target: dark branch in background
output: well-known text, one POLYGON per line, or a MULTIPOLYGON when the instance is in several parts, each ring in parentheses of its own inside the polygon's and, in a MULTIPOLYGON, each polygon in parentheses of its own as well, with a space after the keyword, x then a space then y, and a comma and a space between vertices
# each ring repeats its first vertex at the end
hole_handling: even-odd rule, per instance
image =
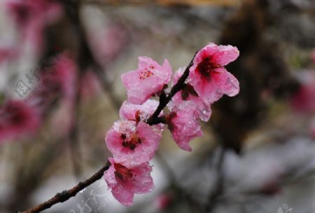
POLYGON ((175 84, 172 88, 171 91, 169 92, 169 94, 166 97, 164 95, 160 96, 160 103, 159 103, 159 105, 158 106, 158 108, 156 109, 155 111, 152 114, 152 116, 148 119, 148 121, 146 122, 148 125, 158 124, 158 123, 160 123, 162 122, 161 119, 158 118, 158 116, 159 116, 160 113, 167 105, 167 104, 172 100, 172 98, 173 97, 173 96, 174 96, 177 92, 178 92, 179 90, 183 89, 183 87, 185 84, 185 81, 186 81, 187 78, 189 76, 189 69, 193 64, 192 61, 193 61, 197 53, 197 51, 196 52, 196 53, 195 53, 194 57, 191 60, 188 66, 187 66, 183 75, 178 79, 176 84, 175 84))
MULTIPOLYGON (((186 78, 188 77, 189 75, 189 68, 190 68, 192 66, 192 60, 195 58, 195 55, 192 57, 190 62, 189 63, 187 68, 186 69, 182 76, 178 79, 177 83, 175 84, 171 89, 171 92, 169 92, 169 94, 166 97, 164 95, 161 96, 161 98, 160 99, 159 106, 157 107, 154 114, 147 121, 148 124, 153 125, 160 123, 161 119, 158 118, 158 115, 162 111, 162 110, 163 110, 163 109, 167 106, 167 104, 169 102, 169 101, 171 101, 173 96, 175 95, 175 94, 179 90, 181 90, 184 86, 185 81, 186 80, 186 78)), ((93 184, 98 179, 101 179, 102 177, 103 176, 104 172, 109 168, 109 166, 110 163, 107 162, 106 165, 104 167, 102 167, 100 170, 99 170, 97 173, 93 174, 93 176, 92 176, 86 181, 79 183, 78 185, 76 185, 71 189, 64 191, 62 193, 57 193, 53 198, 50 198, 50 200, 27 211, 23 212, 22 213, 39 212, 42 210, 50 208, 51 206, 52 206, 56 203, 63 202, 69 200, 69 198, 74 197, 78 192, 84 189, 85 187, 90 186, 90 184, 93 184)))
POLYGON ((87 180, 79 182, 78 185, 73 187, 71 189, 65 190, 61 193, 57 193, 53 198, 49 199, 48 200, 41 203, 40 205, 29 209, 22 213, 34 213, 40 212, 41 211, 50 208, 53 205, 58 202, 63 202, 69 200, 71 197, 74 197, 80 191, 83 190, 85 187, 93 184, 98 179, 101 179, 104 174, 104 172, 107 170, 111 166, 109 161, 107 161, 105 166, 104 166, 101 170, 96 172, 93 176, 88 179, 87 180))

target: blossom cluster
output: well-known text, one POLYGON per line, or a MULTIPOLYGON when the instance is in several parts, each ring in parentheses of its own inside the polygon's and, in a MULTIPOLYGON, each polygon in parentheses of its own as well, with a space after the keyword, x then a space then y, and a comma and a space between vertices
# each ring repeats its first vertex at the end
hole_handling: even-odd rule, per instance
POLYGON ((127 100, 120 109, 120 120, 105 137, 113 158, 108 159, 111 166, 104 173, 108 188, 120 203, 131 205, 134 193, 153 190, 149 161, 165 125, 178 146, 190 151, 189 142, 202 135, 200 121, 209 120, 211 105, 223 95, 232 97, 239 92, 239 81, 224 67, 239 54, 236 47, 211 43, 173 77, 167 60, 160 65, 148 57, 139 57, 138 69, 122 75, 127 100), (167 90, 172 78, 172 89, 179 88, 175 92, 167 90), (160 102, 153 98, 156 96, 160 102), (168 102, 168 111, 159 114, 157 109, 162 102, 168 102), (156 116, 155 111, 159 114, 156 116))

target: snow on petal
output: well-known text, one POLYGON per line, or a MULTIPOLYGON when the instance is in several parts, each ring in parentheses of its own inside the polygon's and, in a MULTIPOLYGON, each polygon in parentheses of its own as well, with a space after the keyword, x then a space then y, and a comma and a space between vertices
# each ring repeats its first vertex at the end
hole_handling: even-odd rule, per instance
POLYGON ((223 95, 234 96, 239 92, 237 79, 224 67, 239 55, 237 48, 210 43, 199 51, 190 68, 189 78, 199 97, 206 104, 223 95))
POLYGON ((155 188, 150 177, 152 167, 148 162, 136 166, 117 163, 109 158, 111 166, 104 172, 104 179, 114 198, 125 206, 133 204, 135 193, 145 193, 155 188))
POLYGON ((148 57, 139 57, 138 69, 123 74, 128 102, 141 104, 160 92, 171 79, 172 67, 167 60, 162 66, 148 57))

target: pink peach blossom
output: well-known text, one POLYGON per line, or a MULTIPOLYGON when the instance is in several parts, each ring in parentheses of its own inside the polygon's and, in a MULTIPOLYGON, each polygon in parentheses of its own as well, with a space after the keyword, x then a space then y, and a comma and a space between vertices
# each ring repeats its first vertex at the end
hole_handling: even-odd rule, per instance
POLYGON ((141 164, 153 158, 162 134, 159 128, 144 122, 115 122, 105 137, 108 150, 116 162, 141 164))
POLYGON ((145 121, 153 114, 158 105, 159 102, 154 99, 148 99, 141 105, 125 101, 119 110, 119 115, 123 120, 145 121))
POLYGON ((196 137, 202 135, 202 130, 198 123, 199 112, 195 104, 190 101, 179 106, 175 105, 169 115, 166 123, 169 126, 175 142, 183 150, 191 151, 189 142, 196 137))
POLYGON ((309 132, 311 136, 315 139, 315 118, 313 118, 309 124, 309 132))
POLYGON ((150 57, 139 57, 138 69, 121 76, 128 102, 135 104, 144 103, 169 83, 171 76, 172 67, 167 60, 160 66, 150 57))
POLYGON ((78 69, 71 55, 65 51, 46 63, 48 64, 47 67, 44 67, 39 74, 35 74, 39 78, 34 92, 36 95, 29 95, 27 98, 27 102, 41 111, 46 110, 57 99, 73 107, 78 69))
POLYGON ((150 173, 152 167, 148 162, 136 166, 118 163, 112 158, 109 169, 104 172, 104 179, 115 198, 125 206, 133 204, 135 193, 152 191, 155 186, 150 173))
MULTIPOLYGON (((174 74, 173 85, 177 83, 179 78, 183 75, 183 71, 184 70, 183 69, 180 69, 174 74)), ((190 79, 188 77, 185 82, 186 85, 184 88, 175 94, 172 98, 172 101, 176 105, 179 105, 183 102, 190 101, 195 104, 196 109, 198 109, 200 118, 203 121, 208 121, 211 115, 211 107, 209 105, 204 104, 199 97, 198 94, 190 82, 190 79)))
POLYGON ((18 48, 13 45, 0 43, 0 64, 4 62, 15 58, 18 55, 18 48))
POLYGON ((217 101, 223 95, 234 96, 239 93, 239 81, 223 67, 235 60, 239 54, 236 47, 213 43, 196 54, 189 69, 190 83, 206 104, 217 101))
POLYGON ((45 26, 62 13, 61 5, 50 0, 7 0, 9 15, 21 31, 23 42, 30 42, 38 51, 43 45, 45 26))
POLYGON ((9 100, 0 108, 0 142, 34 133, 40 124, 39 114, 22 101, 9 100))

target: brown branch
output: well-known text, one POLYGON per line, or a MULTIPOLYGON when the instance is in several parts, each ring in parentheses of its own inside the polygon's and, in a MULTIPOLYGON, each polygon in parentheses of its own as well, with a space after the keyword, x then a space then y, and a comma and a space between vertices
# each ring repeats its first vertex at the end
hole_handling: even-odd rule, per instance
POLYGON ((29 210, 22 212, 22 213, 40 212, 41 211, 50 208, 56 203, 63 202, 70 199, 71 198, 74 197, 79 191, 93 184, 98 179, 101 179, 104 174, 104 172, 106 171, 110 166, 111 163, 109 163, 109 161, 107 161, 106 164, 101 170, 99 170, 89 179, 83 182, 79 182, 78 185, 71 189, 65 190, 61 193, 57 193, 53 198, 49 199, 48 200, 42 202, 29 210))
MULTIPOLYGON (((155 111, 152 114, 152 116, 148 119, 148 121, 146 122, 148 125, 153 125, 153 124, 158 124, 161 123, 161 119, 158 118, 158 116, 160 113, 163 110, 163 109, 167 105, 167 104, 172 100, 172 98, 173 96, 175 95, 175 94, 177 93, 177 92, 180 91, 181 89, 183 89, 183 87, 185 84, 185 81, 186 81, 187 78, 189 76, 189 69, 192 66, 193 64, 193 60, 195 58, 195 56, 196 55, 197 53, 195 53, 194 57, 191 60, 190 62, 189 63, 188 66, 187 66, 186 69, 185 69, 183 75, 179 78, 177 83, 172 88, 171 91, 169 92, 169 94, 167 96, 161 95, 160 97, 160 103, 158 106, 158 108, 156 109, 155 111)), ((164 93, 162 93, 164 94, 164 93)))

—————

* **What is expected**
Give the lines again from the one with "target: pink peach blossom" to the one with "POLYGON ((78 69, 71", putting "nonzero rule" in place of "even-odd rule" and leaving everything else as it is.

* **Output of the task**
target: pink peach blossom
output: well-known text, one POLYGON per line, or a MULTIPOLYGON when the instance is in several parts, each ring in parentheses of its own inside the polygon's and, in a MULTIPOLYGON, each polygon in parentheses of its own as well, with a space after the keyword, x then a space then y, and a comma and a space between vertices
# each ring repeats its first vertex at the end
hole_handling: nonzero rule, per instance
POLYGON ((141 164, 153 158, 162 134, 159 128, 144 122, 115 122, 105 137, 108 150, 116 162, 141 164))
POLYGON ((145 121, 153 114, 158 105, 159 102, 154 99, 148 99, 141 105, 125 101, 119 110, 119 115, 123 120, 145 121))
POLYGON ((196 137, 202 135, 202 130, 198 123, 199 112, 195 104, 190 101, 179 106, 175 105, 169 115, 166 123, 169 126, 175 142, 183 150, 191 151, 189 142, 196 137))
POLYGON ((309 132, 311 136, 315 139, 315 118, 313 118, 309 124, 309 132))
POLYGON ((150 57, 139 57, 138 69, 121 76, 128 102, 135 104, 144 103, 169 83, 171 76, 172 67, 167 60, 160 66, 150 57))
POLYGON ((78 69, 71 55, 65 51, 46 63, 48 64, 47 67, 44 67, 39 74, 35 74, 39 78, 34 92, 36 95, 29 95, 27 98, 27 102, 41 111, 46 110, 57 99, 73 107, 78 69))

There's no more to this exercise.